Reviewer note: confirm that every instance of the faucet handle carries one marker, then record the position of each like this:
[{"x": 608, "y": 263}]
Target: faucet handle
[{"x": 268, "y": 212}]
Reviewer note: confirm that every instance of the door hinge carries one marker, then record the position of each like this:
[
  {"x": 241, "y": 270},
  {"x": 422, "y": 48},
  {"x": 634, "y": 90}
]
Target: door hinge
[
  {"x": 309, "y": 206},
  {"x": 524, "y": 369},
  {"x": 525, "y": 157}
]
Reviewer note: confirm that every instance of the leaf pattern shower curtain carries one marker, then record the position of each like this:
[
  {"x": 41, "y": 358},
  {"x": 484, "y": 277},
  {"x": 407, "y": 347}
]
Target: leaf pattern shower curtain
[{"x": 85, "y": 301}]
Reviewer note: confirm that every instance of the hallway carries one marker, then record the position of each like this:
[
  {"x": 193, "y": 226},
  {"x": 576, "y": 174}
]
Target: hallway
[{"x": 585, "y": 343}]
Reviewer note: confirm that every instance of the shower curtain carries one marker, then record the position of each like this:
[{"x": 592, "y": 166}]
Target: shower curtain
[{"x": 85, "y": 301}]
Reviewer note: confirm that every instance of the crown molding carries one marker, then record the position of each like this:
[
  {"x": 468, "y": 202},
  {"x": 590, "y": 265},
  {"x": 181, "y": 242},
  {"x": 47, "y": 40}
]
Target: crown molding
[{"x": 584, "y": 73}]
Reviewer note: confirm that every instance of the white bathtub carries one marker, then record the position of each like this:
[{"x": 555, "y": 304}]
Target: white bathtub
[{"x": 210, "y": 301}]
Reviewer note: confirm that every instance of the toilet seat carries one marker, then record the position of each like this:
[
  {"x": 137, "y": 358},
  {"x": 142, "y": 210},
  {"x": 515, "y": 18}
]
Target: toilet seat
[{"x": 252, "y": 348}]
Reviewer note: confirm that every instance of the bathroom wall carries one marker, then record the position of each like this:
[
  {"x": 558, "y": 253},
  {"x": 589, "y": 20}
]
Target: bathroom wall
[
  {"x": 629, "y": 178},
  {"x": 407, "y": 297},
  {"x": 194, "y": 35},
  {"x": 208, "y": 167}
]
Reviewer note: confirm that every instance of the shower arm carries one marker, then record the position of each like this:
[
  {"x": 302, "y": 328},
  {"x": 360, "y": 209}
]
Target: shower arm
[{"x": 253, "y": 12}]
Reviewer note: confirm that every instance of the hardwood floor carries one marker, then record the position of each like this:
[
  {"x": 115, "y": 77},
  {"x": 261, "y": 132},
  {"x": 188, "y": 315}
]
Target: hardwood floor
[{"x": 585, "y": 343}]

────────────────────────────────────────

Short problem
Repeat all of the records above exactly as written.

Solution to this problem
Reviewer note: confirm that every instance of the faucet handle carries one marker, then record the position of each like this:
[{"x": 608, "y": 263}]
Target: faucet handle
[{"x": 268, "y": 212}]
Reviewer note: confirm that every instance of the door hinge carries one marker, then record the position of each like this:
[
  {"x": 241, "y": 270},
  {"x": 422, "y": 48},
  {"x": 634, "y": 90}
]
Target: door hinge
[
  {"x": 309, "y": 206},
  {"x": 524, "y": 369},
  {"x": 525, "y": 157}
]
Reviewer note: confirm that every instance of the leaf pattern shower curtain carries one marker, then record the position of each like this:
[
  {"x": 41, "y": 358},
  {"x": 484, "y": 277},
  {"x": 407, "y": 347}
]
Target: leaf pattern shower curtain
[{"x": 85, "y": 301}]
Reviewer note: confirm that every instance of the hallway carries one marker, then record the position of each like this:
[
  {"x": 193, "y": 226},
  {"x": 576, "y": 174}
]
Target: hallway
[{"x": 585, "y": 343}]
Reviewer note: confirm that every instance of the shower curtain carries one marker, then record the position of each like this:
[{"x": 592, "y": 166}]
Target: shower curtain
[{"x": 85, "y": 301}]
Reviewer note: confirm that every instance of the crown molding carries one marker, then record the position of each like this:
[
  {"x": 468, "y": 202},
  {"x": 590, "y": 265},
  {"x": 181, "y": 242},
  {"x": 47, "y": 40}
]
Target: crown molding
[{"x": 584, "y": 73}]
Reviewer note: confirm that every instance of the white bathtub carries one marker, then record the position of each like this:
[{"x": 555, "y": 304}]
Target: white bathtub
[{"x": 210, "y": 301}]
Reviewer note: confirm that every instance of the toilet seat carries one marker, then record the position of each like this:
[
  {"x": 137, "y": 358},
  {"x": 142, "y": 210},
  {"x": 515, "y": 18}
]
Target: toilet seat
[{"x": 252, "y": 348}]
Reviewer note: confirm that every instance of the bathroom wall carries one marker, then record the position of each like this:
[
  {"x": 558, "y": 253},
  {"x": 589, "y": 20}
]
Target: bathroom wall
[
  {"x": 629, "y": 178},
  {"x": 407, "y": 297},
  {"x": 194, "y": 35},
  {"x": 208, "y": 167}
]
Reviewer note: confirm that every instance of the shower arm carries one marker, then record the position of each like this:
[
  {"x": 302, "y": 328},
  {"x": 360, "y": 209}
]
Target: shower arm
[{"x": 253, "y": 12}]
Reviewer note: confirm that every instance of the hardwood floor carries one marker, then record the position of each like this:
[
  {"x": 115, "y": 77},
  {"x": 261, "y": 132},
  {"x": 188, "y": 315}
]
Target: hardwood floor
[{"x": 585, "y": 343}]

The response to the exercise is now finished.